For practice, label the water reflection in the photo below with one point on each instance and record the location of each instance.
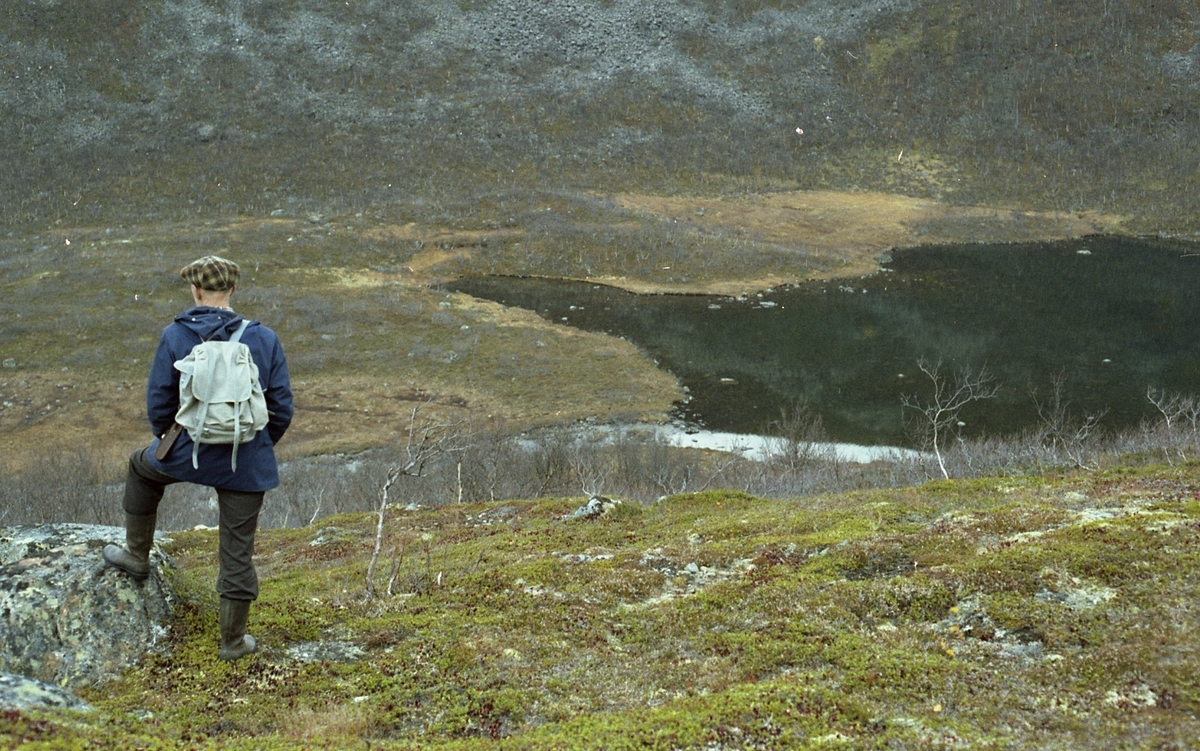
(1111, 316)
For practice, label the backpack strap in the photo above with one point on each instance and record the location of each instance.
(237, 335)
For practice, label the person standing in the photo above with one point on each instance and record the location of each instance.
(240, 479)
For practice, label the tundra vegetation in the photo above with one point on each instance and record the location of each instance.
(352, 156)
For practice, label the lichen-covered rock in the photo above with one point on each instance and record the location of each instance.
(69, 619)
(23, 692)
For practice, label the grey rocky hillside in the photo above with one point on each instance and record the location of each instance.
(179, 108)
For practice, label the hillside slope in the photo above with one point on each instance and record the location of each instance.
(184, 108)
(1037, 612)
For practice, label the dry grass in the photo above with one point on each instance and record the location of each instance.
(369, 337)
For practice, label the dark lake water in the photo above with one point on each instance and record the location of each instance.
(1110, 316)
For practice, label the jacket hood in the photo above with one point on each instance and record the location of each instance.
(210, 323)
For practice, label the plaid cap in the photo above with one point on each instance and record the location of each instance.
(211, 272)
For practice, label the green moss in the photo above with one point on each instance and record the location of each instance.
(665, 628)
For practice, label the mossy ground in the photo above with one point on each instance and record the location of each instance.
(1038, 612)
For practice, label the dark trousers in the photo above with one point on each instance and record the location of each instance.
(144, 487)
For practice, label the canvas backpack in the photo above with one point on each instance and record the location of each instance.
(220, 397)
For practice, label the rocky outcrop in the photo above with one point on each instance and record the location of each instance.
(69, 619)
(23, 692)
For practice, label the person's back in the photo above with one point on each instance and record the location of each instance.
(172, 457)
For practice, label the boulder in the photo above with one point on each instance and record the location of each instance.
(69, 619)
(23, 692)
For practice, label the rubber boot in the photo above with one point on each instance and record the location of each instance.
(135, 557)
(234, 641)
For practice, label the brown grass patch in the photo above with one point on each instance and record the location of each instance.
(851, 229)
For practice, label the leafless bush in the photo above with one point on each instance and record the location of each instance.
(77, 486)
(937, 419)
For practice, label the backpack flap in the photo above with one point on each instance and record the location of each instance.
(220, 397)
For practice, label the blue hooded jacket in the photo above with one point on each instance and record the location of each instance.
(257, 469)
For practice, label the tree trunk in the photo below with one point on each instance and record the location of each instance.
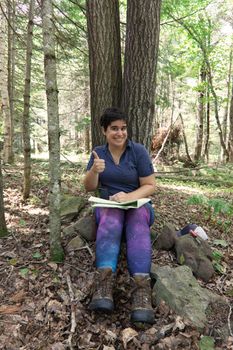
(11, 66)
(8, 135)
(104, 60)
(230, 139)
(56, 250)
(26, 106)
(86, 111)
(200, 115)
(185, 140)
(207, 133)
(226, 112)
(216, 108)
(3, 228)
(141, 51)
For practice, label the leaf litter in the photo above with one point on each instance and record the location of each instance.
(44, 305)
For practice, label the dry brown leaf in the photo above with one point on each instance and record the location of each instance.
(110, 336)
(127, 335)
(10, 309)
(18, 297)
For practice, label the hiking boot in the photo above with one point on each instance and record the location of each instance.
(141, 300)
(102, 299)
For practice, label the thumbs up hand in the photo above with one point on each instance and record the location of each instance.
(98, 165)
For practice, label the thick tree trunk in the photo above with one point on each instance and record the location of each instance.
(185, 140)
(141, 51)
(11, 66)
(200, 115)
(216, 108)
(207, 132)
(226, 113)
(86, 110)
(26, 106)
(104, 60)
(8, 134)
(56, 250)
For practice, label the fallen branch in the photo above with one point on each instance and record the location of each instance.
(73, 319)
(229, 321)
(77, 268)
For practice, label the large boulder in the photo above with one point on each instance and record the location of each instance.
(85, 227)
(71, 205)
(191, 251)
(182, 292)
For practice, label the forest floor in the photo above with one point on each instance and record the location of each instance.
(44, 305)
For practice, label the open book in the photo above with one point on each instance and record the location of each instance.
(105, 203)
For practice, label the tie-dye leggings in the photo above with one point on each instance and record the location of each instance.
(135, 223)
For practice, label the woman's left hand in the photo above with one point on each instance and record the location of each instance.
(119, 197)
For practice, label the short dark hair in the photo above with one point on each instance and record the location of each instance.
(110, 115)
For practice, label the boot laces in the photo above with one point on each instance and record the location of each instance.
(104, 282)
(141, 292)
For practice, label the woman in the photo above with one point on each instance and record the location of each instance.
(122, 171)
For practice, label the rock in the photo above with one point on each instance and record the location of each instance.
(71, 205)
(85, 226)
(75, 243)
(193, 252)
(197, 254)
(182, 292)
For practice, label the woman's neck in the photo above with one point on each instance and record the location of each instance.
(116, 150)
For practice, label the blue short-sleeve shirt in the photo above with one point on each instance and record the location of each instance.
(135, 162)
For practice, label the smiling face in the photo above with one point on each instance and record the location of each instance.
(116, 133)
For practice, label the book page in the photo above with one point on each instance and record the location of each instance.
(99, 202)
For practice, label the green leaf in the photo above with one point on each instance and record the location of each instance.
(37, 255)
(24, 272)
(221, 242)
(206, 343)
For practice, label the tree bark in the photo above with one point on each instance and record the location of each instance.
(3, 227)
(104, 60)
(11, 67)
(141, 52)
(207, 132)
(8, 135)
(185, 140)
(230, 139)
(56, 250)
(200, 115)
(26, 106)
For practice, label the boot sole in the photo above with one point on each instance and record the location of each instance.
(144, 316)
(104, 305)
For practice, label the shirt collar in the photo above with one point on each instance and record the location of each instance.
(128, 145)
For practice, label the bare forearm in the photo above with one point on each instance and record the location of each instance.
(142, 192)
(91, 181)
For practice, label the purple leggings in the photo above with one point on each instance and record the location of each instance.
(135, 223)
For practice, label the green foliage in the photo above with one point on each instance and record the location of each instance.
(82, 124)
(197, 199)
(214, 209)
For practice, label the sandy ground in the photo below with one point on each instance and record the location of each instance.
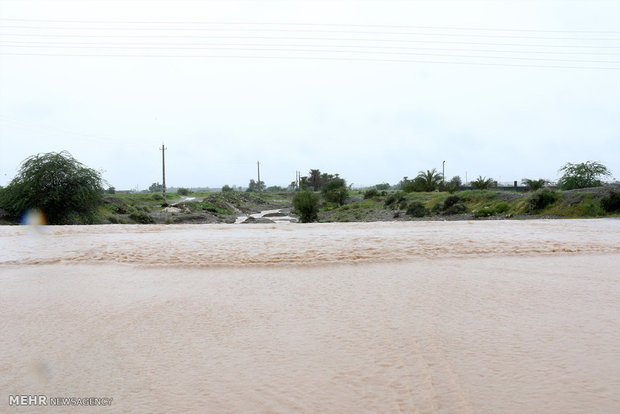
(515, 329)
* * *
* _TASK TO COMPLETE_: Pictures stay out; everything else in the entries is copied exactly.

* _PROBLEM SOLUTION_:
For practice, label the water reflection in the photo below with one point on each instance and record the location of each instance.
(1111, 316)
For practice, label the backpack strap in the photo above with one point on each instance and record the location of each instance.
(237, 335)
For practice, label the person standing in the photo above with one point on each instance and record the location of each instance.
(240, 479)
For practice, label the tundra vegetation in the photo above with one point on each instance and record the location of each instance.
(352, 156)
For practice, label the lichen-covered rock in the photo above with one point on each instance and record the location of each instance.
(69, 619)
(23, 692)
For practice, label the grey rocky hillside in the photo above with one point on each instance and record the location of each instance.
(179, 108)
For practice, label the hillside slope in the photo above with one point on each instance and record the location of each instance.
(184, 108)
(1037, 612)
For practice, label the dry grass in the photo above with one point on each instance and record the location of each instance.
(369, 337)
For practice, label the dark lake water in the photo above with one point on each instance and record the location of each instance.
(1110, 316)
For practice, label the jacket hood in the photo above with one point on each instance and record the location of each instance.
(210, 323)
For practice, label the plaid cap in the photo above with one point on each instance and record the location of each instance.
(211, 272)
For practice, label the green moss in the photo above with one point on each instance and record the location of each instance.
(665, 628)
For practice, label the mossy ground in the photo above with one point on each instance and record the location of each instance.
(1038, 612)
For practice, label the dark trousers in the photo above with one point on each instance and record the location of each instance.
(144, 487)
For practice, label the canvas backpack in the photo above with one point on each instance and record the location of each instance.
(220, 397)
For practice, label the rocky outcrop in the photo above with one point on each instance and record the location of each instance.
(69, 619)
(23, 692)
For practice, label the person's back in the photo above with one point on each instance and record the location of each instance.
(172, 457)
For practice, label the boulder in the photo above with one point on each instance and record the location of each instance.
(69, 619)
(23, 692)
For practice, label the rubber boot in the photo above with one point on each instance and record the location of each instance.
(135, 557)
(234, 641)
For practice, label the brown grass patch in the photo above with one point on each instance and record the location of each instance.
(851, 229)
For practice, label the leafless bush in the photo above with one point on each instance and record the location of each instance.
(77, 486)
(937, 419)
For practice, label the backpack flap in the photo above with one point on each instance and record the location of each instance.
(220, 397)
For practice, label the blue hooded jacket in the photo above with one point on each instance and record the location of each instance.
(257, 469)
For practice, label the tree trunk in the photo below with one point on each instance and record the location of each instance.
(11, 66)
(8, 135)
(104, 60)
(230, 139)
(56, 250)
(26, 106)
(86, 111)
(200, 115)
(185, 140)
(207, 133)
(226, 112)
(216, 108)
(3, 228)
(141, 51)
For practice, label the leaf litter in the photo above with one point on each instance and record the location of each instance.
(44, 305)
For practice, label the dry brown leaf in the photo above with one point on each instance and record the location of each instance.
(110, 336)
(127, 335)
(10, 309)
(18, 297)
For practice, label the hiking boot in the photo above with one point on each instance and record the location of each instance.
(141, 300)
(102, 299)
For practice, label the thumbs up hand in the photo above with one point on each instance and record the location of each instance.
(98, 165)
For practice, label the thick tree trunk in the photo above with one point on each instance and record the location of each instance.
(185, 140)
(141, 51)
(11, 66)
(200, 115)
(216, 108)
(207, 132)
(226, 113)
(86, 110)
(26, 106)
(104, 60)
(8, 134)
(56, 250)
For practice, label the fallen branch in the photo above with one point on each instance and record the location of each instance.
(73, 319)
(229, 321)
(77, 268)
For practice, label the large boulder in the photo above with one point on each instance and record the location of each instance.
(85, 227)
(71, 205)
(191, 251)
(182, 292)
For practice, label the forest floor in the photo above with one point on each instance and record the location of each instance.
(44, 305)
For practice, label the open book in the photo above with one point on each instance and record the location of each instance.
(105, 203)
For practice, label the tie-dye leggings in the photo above with one point on each instance and record the location of each instance.
(135, 223)
For practice, label the woman's left hand in the photo above with one point on each instance and record the location of each instance.
(119, 197)
For practice, label the short dark hair in the photo above with one point on each instance and record the location of each instance.
(110, 115)
For practice, label the boot laces in the photo above with one point on each instance and record the location of each instance.
(104, 282)
(141, 292)
For practice, label the woman in the photo above with one point on each instance and record the location of each instance.
(122, 171)
For practice, label the rock in the photo above with one point on each instance and record the location of each instance.
(71, 205)
(85, 226)
(75, 243)
(193, 252)
(197, 254)
(182, 292)
For practice, label the woman's neck in the photo above with one point on each instance and record the location of each instance.
(116, 150)
For practice, label the blue short-sleeve shirt in the photo above with one point on each instance and record the location of each instance.
(135, 162)
For practice, label the smiling face in the photo above with one point on each instance and record the location of each instance.
(116, 133)
For practice, label the book page in the photo above with one point on each instance and record the location of each instance.
(99, 202)
For practice, label the green leaf in the photo above with one point on each instance and record the location of each instance.
(37, 255)
(24, 272)
(221, 242)
(206, 343)
For practice, label the tree bark in the photo above with one point on each instance and record the location of each instance.
(3, 227)
(104, 60)
(11, 67)
(141, 52)
(207, 132)
(8, 135)
(185, 140)
(230, 139)
(56, 250)
(200, 115)
(26, 106)
For practice, label the boot sole in the photo above with one point on each instance and record the location of each instance.
(144, 316)
(104, 305)
For practice, label the shirt collar in the photo above with one point on each instance and record the location of each instance.
(128, 145)
For practice, label the bare forearm in the photo above with one point on each instance and record the location of each instance.
(142, 192)
(91, 181)
For practice, label the purple leggings in the photo above with one point on each instance and record the location of each instance.
(135, 223)
For practice, label the green foliage in the photo above with one point on each instance and record the location of each instance.
(82, 124)
(197, 199)
(214, 209)
For practice, label the sandy ground in the photo below with one point on each instance and record the location of each instance.
(515, 329)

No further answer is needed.